→ The problem
Rescale the items below from the line containing "Q: Place a marker on the black camera" through the end of the items. Give only those lines again, requests included, with every x and y point coordinate in the answers multiplied by 2.15 and rounded to a whole number, halves rounding up.

→ Supplied material
——————

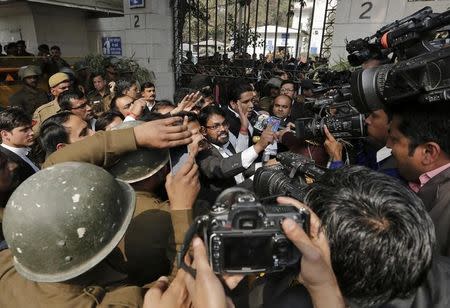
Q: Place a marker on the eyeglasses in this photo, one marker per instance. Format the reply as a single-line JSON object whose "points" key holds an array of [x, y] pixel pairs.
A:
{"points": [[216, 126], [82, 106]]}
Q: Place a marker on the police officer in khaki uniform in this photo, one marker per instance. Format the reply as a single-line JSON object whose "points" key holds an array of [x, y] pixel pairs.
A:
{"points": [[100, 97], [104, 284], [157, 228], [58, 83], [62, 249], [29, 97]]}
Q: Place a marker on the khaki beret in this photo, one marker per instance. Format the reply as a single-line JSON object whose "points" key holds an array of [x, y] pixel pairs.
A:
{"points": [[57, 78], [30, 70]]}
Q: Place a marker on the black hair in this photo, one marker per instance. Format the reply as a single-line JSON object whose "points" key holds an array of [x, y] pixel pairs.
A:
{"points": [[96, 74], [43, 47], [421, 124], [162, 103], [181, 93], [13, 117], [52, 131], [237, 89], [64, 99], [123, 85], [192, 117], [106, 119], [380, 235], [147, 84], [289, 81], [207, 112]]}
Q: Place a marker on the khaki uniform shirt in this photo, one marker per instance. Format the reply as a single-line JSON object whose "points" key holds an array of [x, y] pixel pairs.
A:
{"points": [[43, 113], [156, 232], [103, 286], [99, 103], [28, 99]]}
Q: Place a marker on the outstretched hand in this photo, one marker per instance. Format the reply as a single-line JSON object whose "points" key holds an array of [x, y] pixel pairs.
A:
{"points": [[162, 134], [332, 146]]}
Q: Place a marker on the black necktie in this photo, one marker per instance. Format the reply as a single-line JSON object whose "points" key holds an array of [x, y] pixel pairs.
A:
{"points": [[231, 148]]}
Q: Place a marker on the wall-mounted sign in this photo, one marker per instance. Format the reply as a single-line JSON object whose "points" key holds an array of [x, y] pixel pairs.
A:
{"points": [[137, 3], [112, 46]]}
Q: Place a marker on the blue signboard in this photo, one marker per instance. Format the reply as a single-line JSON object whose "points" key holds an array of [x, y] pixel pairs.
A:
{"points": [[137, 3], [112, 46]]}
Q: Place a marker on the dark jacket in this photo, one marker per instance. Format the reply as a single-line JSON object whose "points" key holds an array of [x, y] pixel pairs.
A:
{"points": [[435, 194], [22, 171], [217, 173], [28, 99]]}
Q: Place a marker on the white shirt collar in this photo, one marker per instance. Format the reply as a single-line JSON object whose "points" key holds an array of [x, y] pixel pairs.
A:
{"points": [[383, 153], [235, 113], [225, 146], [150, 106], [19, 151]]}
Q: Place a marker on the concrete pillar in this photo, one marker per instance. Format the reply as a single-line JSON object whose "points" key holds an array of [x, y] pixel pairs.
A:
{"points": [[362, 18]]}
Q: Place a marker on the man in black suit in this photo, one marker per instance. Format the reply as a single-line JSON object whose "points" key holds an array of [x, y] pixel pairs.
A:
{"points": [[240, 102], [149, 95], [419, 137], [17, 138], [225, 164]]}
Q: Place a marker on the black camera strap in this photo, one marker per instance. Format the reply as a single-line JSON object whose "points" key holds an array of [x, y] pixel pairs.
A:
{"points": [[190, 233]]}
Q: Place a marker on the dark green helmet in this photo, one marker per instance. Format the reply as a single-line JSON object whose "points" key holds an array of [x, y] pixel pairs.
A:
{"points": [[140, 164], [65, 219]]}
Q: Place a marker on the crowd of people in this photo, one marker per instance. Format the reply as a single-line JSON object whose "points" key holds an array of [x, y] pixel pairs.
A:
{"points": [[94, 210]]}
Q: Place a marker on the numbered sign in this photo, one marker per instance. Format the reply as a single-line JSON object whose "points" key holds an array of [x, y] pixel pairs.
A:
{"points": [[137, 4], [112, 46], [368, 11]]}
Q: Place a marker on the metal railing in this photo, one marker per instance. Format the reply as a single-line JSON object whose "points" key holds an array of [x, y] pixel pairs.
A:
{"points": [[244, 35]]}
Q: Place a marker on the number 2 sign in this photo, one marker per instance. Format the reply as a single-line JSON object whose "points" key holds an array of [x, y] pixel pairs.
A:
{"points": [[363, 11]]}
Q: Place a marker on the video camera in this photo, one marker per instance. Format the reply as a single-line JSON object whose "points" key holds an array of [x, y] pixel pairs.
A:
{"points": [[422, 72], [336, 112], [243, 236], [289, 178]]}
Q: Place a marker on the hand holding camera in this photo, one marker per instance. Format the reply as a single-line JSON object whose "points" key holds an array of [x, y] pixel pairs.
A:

——————

→ Worked answer
Q: Place a marker on the black camera strap in this photo, one marker per instance. Format the reply as a single-line JSON object whose "points" key holds an array of [x, y] pixel pairs.
A:
{"points": [[409, 501]]}
Q: Place a marker on the dark green helmet in this photo, one marker per instance. Format the reply as a single-line JSON object whose "points" key holds an array of [x, y] pixel pairs.
A:
{"points": [[301, 353], [140, 471]]}
Q: Place a marker on the crowd of people in this photo, one marker per instance. Format the reply as a single-line JSON object whose "points" key holds an array of [x, y] pixel pairs.
A:
{"points": [[202, 452]]}
Q: Place a marker on the numbered sign in this photo, one marker per instance. Format the reply as a single-line JSON object whose "points" key holds an array of [x, y] pixel pairs.
A:
{"points": [[295, 9], [241, 99], [791, 24]]}
Q: Place a marker on the metal railing in this photo, one marker per instance. Format the reply as a single-line JSON object whose "points" key holds an array of [x, y] pixel pairs.
A:
{"points": [[525, 75]]}
Q: Place a marker on the number 2 sign in this photo, one marker per instance. Format the reply as a single-line JSON object whose "points" key holds an array of [x, y] pixel pairs.
A:
{"points": [[780, 24]]}
Q: Place a marker on the video camera in this photo, one marker per instance. Format the reply as a single-line JSON object whose "points" key holds an array of [x, y] pixel pairs.
A:
{"points": [[907, 155], [722, 241], [522, 507], [621, 383]]}
Q: Place a marker on the hand holding camera in this photo, one marker per instance. Format the reply as a single-line JSON object whose "points" key holds an array of [x, y] pixel pairs.
A:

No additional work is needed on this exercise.